### Instruction
Continue the Trump polling commentary from where it stops.

From the first Morning Jolt of the week:

The Trump Tryout

So, let’s see how presumptive-nominee Donald Trump is doing.

A new poll from the Republican firm Civitas finds Hillary Clinton leading Trump in North Carolina, 49 percent to 40 percent.

A new poll from the station WSB in Atlanta finds Trump barely ahead of Clinton in Georgia, 42 percent to 41 percent. 

Trump is ahead, 37 percent to 31 percent… among Miami-Dade County Cuban-Americans, traditionally one of the most heavily-Republican demographics in the state of Florida. Trump’s share of the vote is the lowest level of support among this group ever recorded.

The ORC national poll commissioned by CNN finds Clinton ahead nationally, 54 percent to 41 percent. Other than Rasmussen, every pollster has Clinton ahead, usually by double digits or close to it, in every poll since the beginning of March.

But Trump’s numbers will improve once the Republican Party unifies behind him, right?

“Does it have to be unified? I’m very different than everybody else, perhaps, that’s ever run for office. I actually don’t think so,” Trump told George Stephanopolous Sunday. “I think it would be better if it were unified, I think it would be — there would be something good about it. But I don’t think it actually has to be unified in the traditional sense.”

### Records in a dataset
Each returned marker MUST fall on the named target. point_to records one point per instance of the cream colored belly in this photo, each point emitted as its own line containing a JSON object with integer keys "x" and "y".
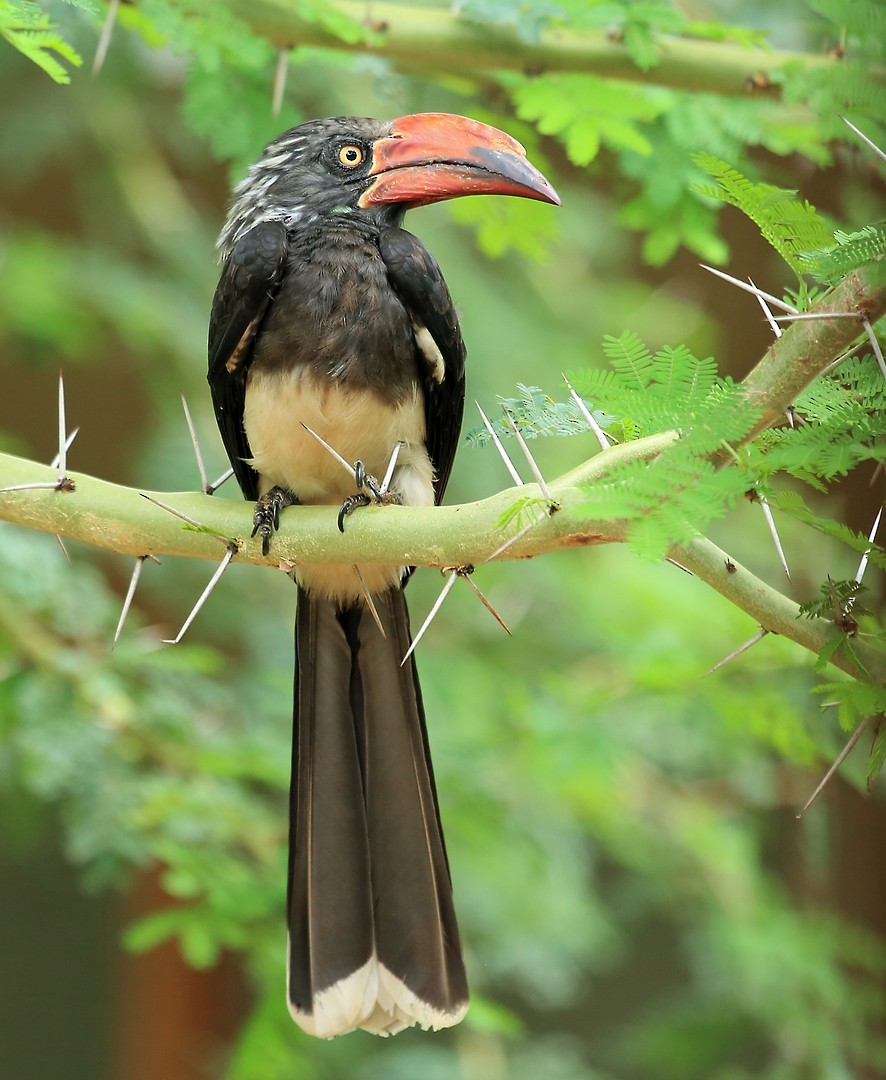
{"x": 358, "y": 424}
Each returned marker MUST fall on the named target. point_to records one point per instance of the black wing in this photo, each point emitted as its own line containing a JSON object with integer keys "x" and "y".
{"x": 417, "y": 281}
{"x": 250, "y": 279}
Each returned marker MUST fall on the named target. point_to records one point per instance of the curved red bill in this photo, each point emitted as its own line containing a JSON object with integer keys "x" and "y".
{"x": 434, "y": 156}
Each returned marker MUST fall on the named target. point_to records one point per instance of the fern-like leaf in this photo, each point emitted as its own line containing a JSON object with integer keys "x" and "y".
{"x": 851, "y": 251}
{"x": 29, "y": 29}
{"x": 792, "y": 226}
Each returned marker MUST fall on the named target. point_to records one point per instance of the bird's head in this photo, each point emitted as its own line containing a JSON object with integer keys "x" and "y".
{"x": 379, "y": 169}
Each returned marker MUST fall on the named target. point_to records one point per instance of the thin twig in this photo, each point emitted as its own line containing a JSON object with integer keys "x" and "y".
{"x": 875, "y": 346}
{"x": 466, "y": 575}
{"x": 859, "y": 731}
{"x": 737, "y": 652}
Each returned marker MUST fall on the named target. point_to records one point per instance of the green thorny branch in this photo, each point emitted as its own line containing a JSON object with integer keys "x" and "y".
{"x": 121, "y": 520}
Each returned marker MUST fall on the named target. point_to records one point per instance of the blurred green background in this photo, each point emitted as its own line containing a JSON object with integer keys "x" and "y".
{"x": 636, "y": 895}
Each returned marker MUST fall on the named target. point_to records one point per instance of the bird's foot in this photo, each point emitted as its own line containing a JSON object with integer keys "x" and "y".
{"x": 266, "y": 516}
{"x": 377, "y": 495}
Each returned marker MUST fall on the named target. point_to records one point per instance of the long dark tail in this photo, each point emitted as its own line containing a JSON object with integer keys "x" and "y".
{"x": 373, "y": 935}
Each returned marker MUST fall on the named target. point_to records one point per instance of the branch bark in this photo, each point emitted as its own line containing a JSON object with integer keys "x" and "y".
{"x": 425, "y": 38}
{"x": 121, "y": 520}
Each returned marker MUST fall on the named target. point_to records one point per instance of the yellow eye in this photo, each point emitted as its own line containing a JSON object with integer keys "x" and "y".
{"x": 351, "y": 156}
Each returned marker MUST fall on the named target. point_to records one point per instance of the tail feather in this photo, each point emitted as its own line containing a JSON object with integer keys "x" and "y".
{"x": 373, "y": 935}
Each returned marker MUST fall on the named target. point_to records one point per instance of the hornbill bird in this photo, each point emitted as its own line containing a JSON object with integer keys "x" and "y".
{"x": 331, "y": 316}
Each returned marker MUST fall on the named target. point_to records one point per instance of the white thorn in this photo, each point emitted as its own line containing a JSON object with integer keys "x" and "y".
{"x": 196, "y": 443}
{"x": 443, "y": 594}
{"x": 203, "y": 596}
{"x": 589, "y": 417}
{"x": 211, "y": 488}
{"x": 64, "y": 549}
{"x": 766, "y": 311}
{"x": 104, "y": 40}
{"x": 63, "y": 439}
{"x": 750, "y": 288}
{"x": 280, "y": 80}
{"x": 864, "y": 138}
{"x": 136, "y": 574}
{"x": 767, "y": 513}
{"x": 528, "y": 456}
{"x": 368, "y": 599}
{"x": 811, "y": 315}
{"x": 498, "y": 445}
{"x": 30, "y": 487}
{"x": 862, "y": 566}
{"x": 391, "y": 467}
{"x": 348, "y": 468}
{"x": 68, "y": 441}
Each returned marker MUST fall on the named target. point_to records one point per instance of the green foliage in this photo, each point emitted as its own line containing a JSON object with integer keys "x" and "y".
{"x": 587, "y": 112}
{"x": 608, "y": 811}
{"x": 851, "y": 251}
{"x": 29, "y": 29}
{"x": 792, "y": 226}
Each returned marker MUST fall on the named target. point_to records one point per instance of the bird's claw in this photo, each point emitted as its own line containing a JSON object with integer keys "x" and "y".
{"x": 266, "y": 516}
{"x": 360, "y": 498}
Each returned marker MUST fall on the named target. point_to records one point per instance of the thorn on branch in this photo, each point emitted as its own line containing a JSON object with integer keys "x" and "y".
{"x": 212, "y": 488}
{"x": 430, "y": 617}
{"x": 280, "y": 72}
{"x": 751, "y": 288}
{"x": 136, "y": 574}
{"x": 196, "y": 444}
{"x": 500, "y": 447}
{"x": 105, "y": 38}
{"x": 553, "y": 505}
{"x": 864, "y": 138}
{"x": 205, "y": 594}
{"x": 589, "y": 417}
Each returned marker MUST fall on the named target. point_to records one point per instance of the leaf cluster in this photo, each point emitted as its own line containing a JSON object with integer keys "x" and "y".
{"x": 30, "y": 29}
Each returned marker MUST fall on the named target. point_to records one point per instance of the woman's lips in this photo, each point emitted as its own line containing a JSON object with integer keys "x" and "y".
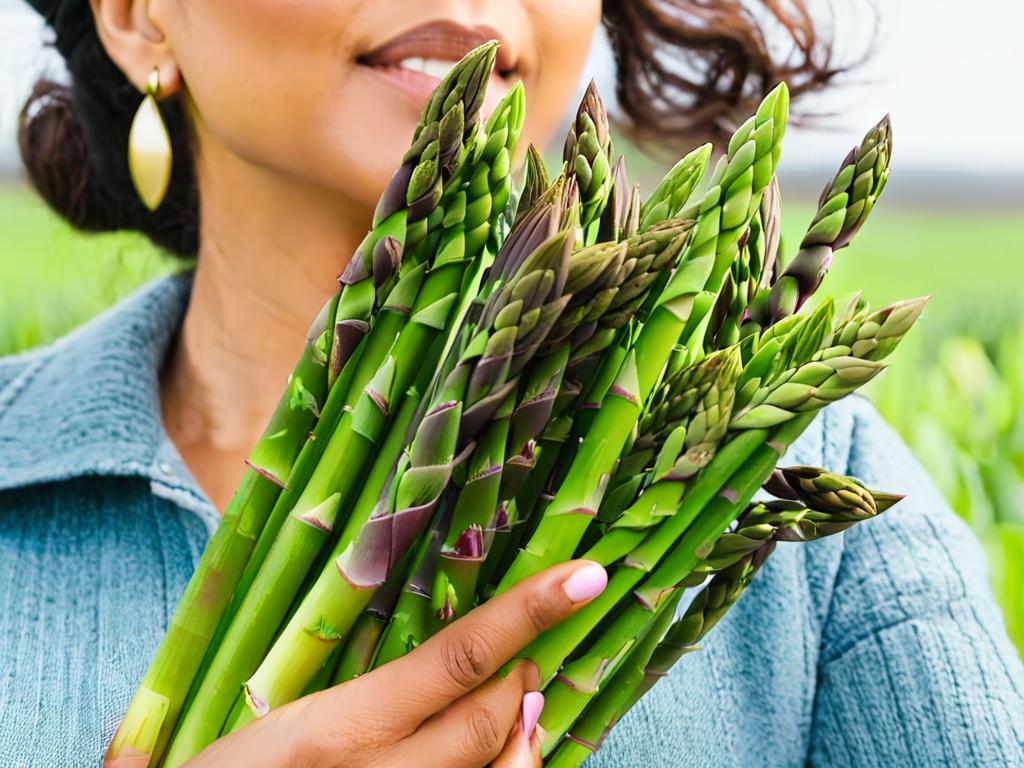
{"x": 416, "y": 60}
{"x": 418, "y": 85}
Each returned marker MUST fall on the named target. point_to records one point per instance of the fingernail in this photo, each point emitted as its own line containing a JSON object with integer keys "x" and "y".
{"x": 587, "y": 583}
{"x": 532, "y": 706}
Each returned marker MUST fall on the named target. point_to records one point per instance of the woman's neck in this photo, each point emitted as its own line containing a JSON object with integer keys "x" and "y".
{"x": 269, "y": 255}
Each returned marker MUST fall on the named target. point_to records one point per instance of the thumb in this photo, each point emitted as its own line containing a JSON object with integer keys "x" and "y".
{"x": 523, "y": 747}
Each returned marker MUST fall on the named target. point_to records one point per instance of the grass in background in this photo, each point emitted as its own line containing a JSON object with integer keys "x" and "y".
{"x": 52, "y": 278}
{"x": 956, "y": 393}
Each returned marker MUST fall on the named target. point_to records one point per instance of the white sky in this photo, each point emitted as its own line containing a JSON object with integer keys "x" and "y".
{"x": 947, "y": 70}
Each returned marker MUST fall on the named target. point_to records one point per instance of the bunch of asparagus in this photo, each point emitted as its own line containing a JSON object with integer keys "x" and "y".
{"x": 501, "y": 384}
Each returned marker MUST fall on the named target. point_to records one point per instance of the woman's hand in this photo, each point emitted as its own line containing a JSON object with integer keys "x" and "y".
{"x": 440, "y": 706}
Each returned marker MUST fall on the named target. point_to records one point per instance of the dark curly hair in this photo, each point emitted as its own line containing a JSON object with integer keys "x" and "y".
{"x": 686, "y": 70}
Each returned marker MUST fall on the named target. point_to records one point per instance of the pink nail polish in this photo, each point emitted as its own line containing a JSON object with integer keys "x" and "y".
{"x": 532, "y": 706}
{"x": 587, "y": 583}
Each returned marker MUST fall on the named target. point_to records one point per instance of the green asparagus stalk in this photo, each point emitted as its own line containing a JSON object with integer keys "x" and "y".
{"x": 444, "y": 582}
{"x": 588, "y": 157}
{"x": 843, "y": 209}
{"x": 154, "y": 711}
{"x": 674, "y": 192}
{"x": 360, "y": 646}
{"x": 465, "y": 227}
{"x": 614, "y": 217}
{"x": 589, "y": 732}
{"x": 680, "y": 316}
{"x": 674, "y": 548}
{"x": 514, "y": 323}
{"x": 735, "y": 559}
{"x": 537, "y": 181}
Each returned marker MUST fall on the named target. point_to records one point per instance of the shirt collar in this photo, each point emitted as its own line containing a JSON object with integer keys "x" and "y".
{"x": 89, "y": 403}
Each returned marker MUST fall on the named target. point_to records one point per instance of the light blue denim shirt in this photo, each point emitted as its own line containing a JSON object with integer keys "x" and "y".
{"x": 881, "y": 647}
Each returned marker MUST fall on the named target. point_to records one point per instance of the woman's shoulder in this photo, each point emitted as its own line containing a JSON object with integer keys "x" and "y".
{"x": 88, "y": 402}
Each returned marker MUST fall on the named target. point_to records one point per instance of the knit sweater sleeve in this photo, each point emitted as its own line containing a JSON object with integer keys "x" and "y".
{"x": 915, "y": 668}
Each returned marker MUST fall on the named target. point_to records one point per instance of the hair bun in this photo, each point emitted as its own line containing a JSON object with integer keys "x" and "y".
{"x": 52, "y": 143}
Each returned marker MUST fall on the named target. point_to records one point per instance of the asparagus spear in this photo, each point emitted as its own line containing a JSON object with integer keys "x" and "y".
{"x": 674, "y": 548}
{"x": 680, "y": 316}
{"x": 154, "y": 711}
{"x": 444, "y": 581}
{"x": 837, "y": 503}
{"x": 514, "y": 323}
{"x": 843, "y": 209}
{"x": 269, "y": 586}
{"x": 588, "y": 157}
{"x": 672, "y": 552}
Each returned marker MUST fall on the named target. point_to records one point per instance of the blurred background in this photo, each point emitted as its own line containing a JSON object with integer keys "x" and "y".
{"x": 950, "y": 225}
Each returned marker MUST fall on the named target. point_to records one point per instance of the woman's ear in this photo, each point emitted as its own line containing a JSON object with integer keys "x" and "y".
{"x": 135, "y": 43}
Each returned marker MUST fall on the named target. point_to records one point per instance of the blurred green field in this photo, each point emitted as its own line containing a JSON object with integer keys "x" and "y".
{"x": 956, "y": 391}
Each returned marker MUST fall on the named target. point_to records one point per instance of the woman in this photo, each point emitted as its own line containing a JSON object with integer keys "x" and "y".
{"x": 119, "y": 442}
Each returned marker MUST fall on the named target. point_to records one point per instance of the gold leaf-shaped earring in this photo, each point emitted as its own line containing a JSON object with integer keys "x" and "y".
{"x": 150, "y": 147}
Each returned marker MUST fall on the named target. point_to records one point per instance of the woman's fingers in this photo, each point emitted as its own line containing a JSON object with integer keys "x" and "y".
{"x": 464, "y": 655}
{"x": 523, "y": 747}
{"x": 473, "y": 730}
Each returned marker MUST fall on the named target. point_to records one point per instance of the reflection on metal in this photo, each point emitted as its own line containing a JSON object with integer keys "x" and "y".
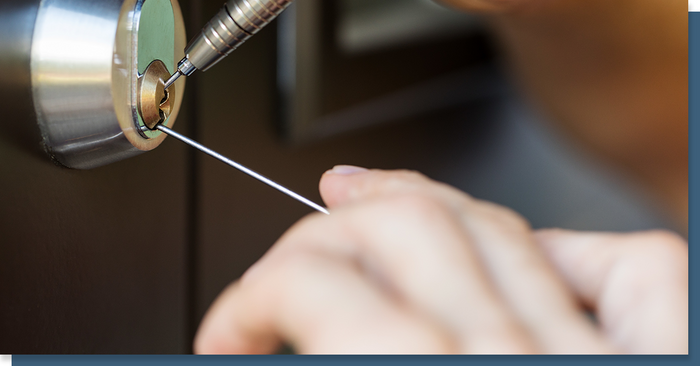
{"x": 155, "y": 104}
{"x": 85, "y": 63}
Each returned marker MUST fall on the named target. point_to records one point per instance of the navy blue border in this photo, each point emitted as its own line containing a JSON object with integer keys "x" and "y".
{"x": 694, "y": 135}
{"x": 342, "y": 360}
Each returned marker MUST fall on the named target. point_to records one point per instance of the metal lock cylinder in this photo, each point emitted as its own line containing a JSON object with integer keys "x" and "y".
{"x": 97, "y": 70}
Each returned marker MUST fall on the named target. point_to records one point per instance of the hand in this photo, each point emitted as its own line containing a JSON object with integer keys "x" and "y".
{"x": 407, "y": 265}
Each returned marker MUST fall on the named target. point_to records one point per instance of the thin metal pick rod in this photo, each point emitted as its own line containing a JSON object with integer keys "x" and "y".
{"x": 240, "y": 167}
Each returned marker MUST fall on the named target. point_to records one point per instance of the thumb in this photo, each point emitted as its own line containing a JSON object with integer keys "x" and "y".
{"x": 637, "y": 284}
{"x": 346, "y": 183}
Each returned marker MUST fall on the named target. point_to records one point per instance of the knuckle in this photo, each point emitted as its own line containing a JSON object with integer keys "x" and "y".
{"x": 504, "y": 217}
{"x": 417, "y": 206}
{"x": 661, "y": 245}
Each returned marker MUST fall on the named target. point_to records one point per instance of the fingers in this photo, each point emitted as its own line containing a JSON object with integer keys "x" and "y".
{"x": 637, "y": 283}
{"x": 318, "y": 304}
{"x": 345, "y": 184}
{"x": 495, "y": 238}
{"x": 416, "y": 249}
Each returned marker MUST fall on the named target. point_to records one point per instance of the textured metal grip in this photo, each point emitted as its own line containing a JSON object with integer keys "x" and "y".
{"x": 237, "y": 21}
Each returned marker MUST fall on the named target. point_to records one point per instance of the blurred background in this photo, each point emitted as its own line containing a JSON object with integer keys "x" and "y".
{"x": 128, "y": 257}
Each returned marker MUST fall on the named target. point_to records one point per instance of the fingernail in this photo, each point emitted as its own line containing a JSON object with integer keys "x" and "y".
{"x": 347, "y": 170}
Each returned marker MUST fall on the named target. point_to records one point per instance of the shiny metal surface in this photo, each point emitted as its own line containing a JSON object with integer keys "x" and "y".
{"x": 85, "y": 61}
{"x": 232, "y": 25}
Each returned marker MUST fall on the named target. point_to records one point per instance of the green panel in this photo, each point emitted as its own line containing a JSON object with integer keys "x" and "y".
{"x": 156, "y": 40}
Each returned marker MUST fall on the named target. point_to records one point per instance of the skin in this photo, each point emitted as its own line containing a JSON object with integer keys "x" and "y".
{"x": 405, "y": 264}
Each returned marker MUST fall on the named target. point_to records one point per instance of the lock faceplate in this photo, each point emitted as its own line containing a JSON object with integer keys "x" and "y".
{"x": 87, "y": 61}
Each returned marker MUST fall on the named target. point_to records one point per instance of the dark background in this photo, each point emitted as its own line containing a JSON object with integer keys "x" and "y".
{"x": 88, "y": 264}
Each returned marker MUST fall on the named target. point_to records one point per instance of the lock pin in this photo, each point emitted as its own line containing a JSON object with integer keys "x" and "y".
{"x": 154, "y": 102}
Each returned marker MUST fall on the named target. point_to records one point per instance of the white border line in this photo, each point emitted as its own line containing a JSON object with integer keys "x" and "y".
{"x": 693, "y": 5}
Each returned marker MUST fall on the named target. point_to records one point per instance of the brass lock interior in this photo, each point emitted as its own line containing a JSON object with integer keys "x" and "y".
{"x": 154, "y": 102}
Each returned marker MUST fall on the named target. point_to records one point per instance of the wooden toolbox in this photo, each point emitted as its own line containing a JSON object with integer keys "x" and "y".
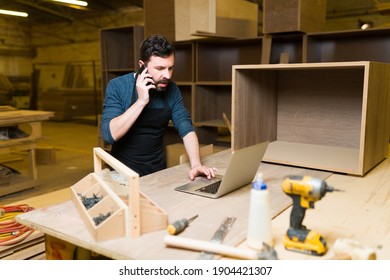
{"x": 111, "y": 204}
{"x": 328, "y": 116}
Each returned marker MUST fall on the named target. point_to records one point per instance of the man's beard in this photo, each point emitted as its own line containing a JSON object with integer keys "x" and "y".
{"x": 162, "y": 88}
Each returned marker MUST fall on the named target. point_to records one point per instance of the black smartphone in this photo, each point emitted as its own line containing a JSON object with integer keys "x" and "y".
{"x": 140, "y": 70}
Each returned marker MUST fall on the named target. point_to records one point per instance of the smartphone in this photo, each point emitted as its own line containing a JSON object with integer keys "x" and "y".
{"x": 140, "y": 70}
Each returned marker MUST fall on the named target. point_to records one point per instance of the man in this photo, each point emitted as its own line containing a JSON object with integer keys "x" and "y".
{"x": 138, "y": 108}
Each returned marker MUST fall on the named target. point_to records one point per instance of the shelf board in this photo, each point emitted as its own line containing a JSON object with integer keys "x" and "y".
{"x": 214, "y": 83}
{"x": 212, "y": 123}
{"x": 119, "y": 70}
{"x": 18, "y": 183}
{"x": 338, "y": 159}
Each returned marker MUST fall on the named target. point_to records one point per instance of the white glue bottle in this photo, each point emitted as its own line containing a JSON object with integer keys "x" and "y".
{"x": 259, "y": 220}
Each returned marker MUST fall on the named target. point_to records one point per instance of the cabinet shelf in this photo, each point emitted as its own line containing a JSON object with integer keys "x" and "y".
{"x": 212, "y": 123}
{"x": 355, "y": 45}
{"x": 331, "y": 116}
{"x": 32, "y": 119}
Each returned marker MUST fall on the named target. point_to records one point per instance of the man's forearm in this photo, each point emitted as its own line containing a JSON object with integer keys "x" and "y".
{"x": 122, "y": 123}
{"x": 191, "y": 145}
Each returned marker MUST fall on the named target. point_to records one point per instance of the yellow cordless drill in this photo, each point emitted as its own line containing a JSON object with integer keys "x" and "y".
{"x": 304, "y": 191}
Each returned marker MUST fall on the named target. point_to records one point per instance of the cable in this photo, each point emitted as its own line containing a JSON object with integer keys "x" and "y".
{"x": 11, "y": 232}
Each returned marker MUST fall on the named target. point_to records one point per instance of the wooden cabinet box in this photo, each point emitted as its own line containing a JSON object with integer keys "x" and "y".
{"x": 119, "y": 48}
{"x": 293, "y": 16}
{"x": 328, "y": 116}
{"x": 180, "y": 20}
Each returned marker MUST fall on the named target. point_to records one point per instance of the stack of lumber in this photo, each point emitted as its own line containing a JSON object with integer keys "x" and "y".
{"x": 33, "y": 247}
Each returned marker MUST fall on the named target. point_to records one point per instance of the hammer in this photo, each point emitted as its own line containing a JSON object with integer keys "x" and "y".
{"x": 267, "y": 253}
{"x": 347, "y": 249}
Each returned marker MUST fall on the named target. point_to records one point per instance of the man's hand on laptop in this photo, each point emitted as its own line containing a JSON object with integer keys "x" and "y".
{"x": 202, "y": 170}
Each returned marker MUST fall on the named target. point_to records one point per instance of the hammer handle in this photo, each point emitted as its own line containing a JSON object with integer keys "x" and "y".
{"x": 199, "y": 245}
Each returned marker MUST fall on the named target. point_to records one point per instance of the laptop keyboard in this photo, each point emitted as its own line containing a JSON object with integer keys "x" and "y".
{"x": 212, "y": 188}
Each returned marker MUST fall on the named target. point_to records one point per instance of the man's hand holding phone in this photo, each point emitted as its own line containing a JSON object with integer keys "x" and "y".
{"x": 144, "y": 83}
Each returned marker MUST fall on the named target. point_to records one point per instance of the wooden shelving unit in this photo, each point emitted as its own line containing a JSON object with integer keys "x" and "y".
{"x": 354, "y": 45}
{"x": 203, "y": 67}
{"x": 328, "y": 116}
{"x": 119, "y": 51}
{"x": 32, "y": 120}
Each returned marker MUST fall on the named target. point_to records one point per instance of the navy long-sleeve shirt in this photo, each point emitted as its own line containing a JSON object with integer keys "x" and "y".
{"x": 118, "y": 97}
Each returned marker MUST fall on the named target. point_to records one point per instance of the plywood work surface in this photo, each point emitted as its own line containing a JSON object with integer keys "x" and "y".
{"x": 63, "y": 221}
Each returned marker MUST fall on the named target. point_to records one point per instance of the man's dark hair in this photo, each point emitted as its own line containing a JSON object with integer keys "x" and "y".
{"x": 156, "y": 45}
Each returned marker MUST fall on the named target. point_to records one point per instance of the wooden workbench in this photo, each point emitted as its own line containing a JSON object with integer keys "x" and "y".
{"x": 360, "y": 213}
{"x": 32, "y": 120}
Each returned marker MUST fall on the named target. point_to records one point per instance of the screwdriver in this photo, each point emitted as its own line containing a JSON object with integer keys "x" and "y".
{"x": 180, "y": 225}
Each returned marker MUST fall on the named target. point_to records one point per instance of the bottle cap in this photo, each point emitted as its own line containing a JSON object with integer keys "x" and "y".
{"x": 258, "y": 183}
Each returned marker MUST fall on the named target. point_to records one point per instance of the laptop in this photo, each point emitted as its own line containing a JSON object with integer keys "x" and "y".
{"x": 241, "y": 170}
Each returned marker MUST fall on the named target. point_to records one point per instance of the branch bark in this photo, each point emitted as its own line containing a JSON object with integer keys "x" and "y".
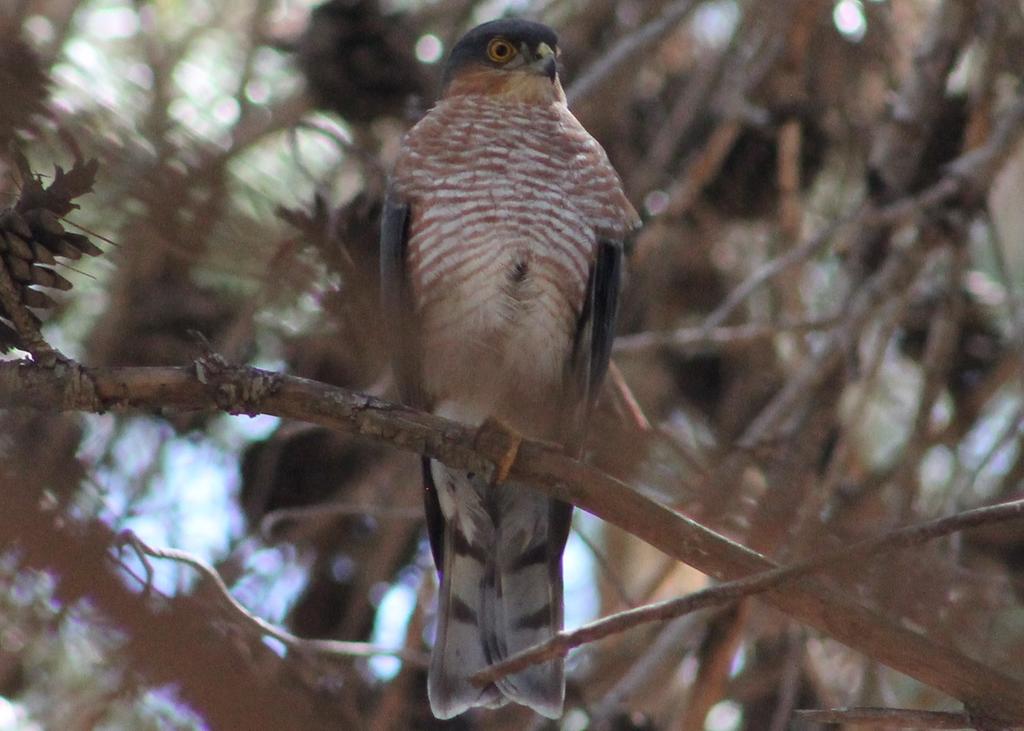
{"x": 210, "y": 385}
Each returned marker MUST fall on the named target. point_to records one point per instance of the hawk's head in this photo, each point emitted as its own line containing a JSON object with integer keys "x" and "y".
{"x": 510, "y": 57}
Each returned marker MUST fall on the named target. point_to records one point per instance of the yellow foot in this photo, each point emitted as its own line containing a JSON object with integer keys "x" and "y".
{"x": 500, "y": 443}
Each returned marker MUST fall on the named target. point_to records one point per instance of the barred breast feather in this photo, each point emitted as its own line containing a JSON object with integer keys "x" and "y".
{"x": 508, "y": 201}
{"x": 509, "y": 209}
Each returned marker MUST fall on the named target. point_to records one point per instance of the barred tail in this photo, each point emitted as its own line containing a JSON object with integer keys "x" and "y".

### Expected answer
As for the idea of unifying behind the Trump agenda, that’s harder than it sounds because he keeps changing his positions. He’s already reversed positions on tax increases, the minimum wage, self-financing, and paying down the debt, and suggested the United States might tell its creditors it needs to renegotiate what it will pay back, despite contractual obligations.

We’ve been hearing from Trump fans for the past year that he’s going to beat Hillary Clinton like a drum, that his win is going to be ‘yuge’, that we can’t put any stock in head-to-head polling during the primary. They insist “once he goes to work on her” his numbers will rise and her numbers will drop.

Well, it’s time to go to work.

We’ll have two months of general election polling between now and the GOP convention July 18. Think of this as an audition. If Trump really is the general election juggernaut that his fans insist, he should have no problem closing the current gap and improving his currently abysmal numbers. If, as we skeptics contend, he’s electoral poison, radioactive among women, Latinos, and young voters, and that voter opinions of him are already set and largely intractable, the numbers won’t move significantly.

In mid-July, the Republican delegates will gather in Cleveland, and they will face the choice about whether to continue on a path that appears disastrous, or whether to choose a different one.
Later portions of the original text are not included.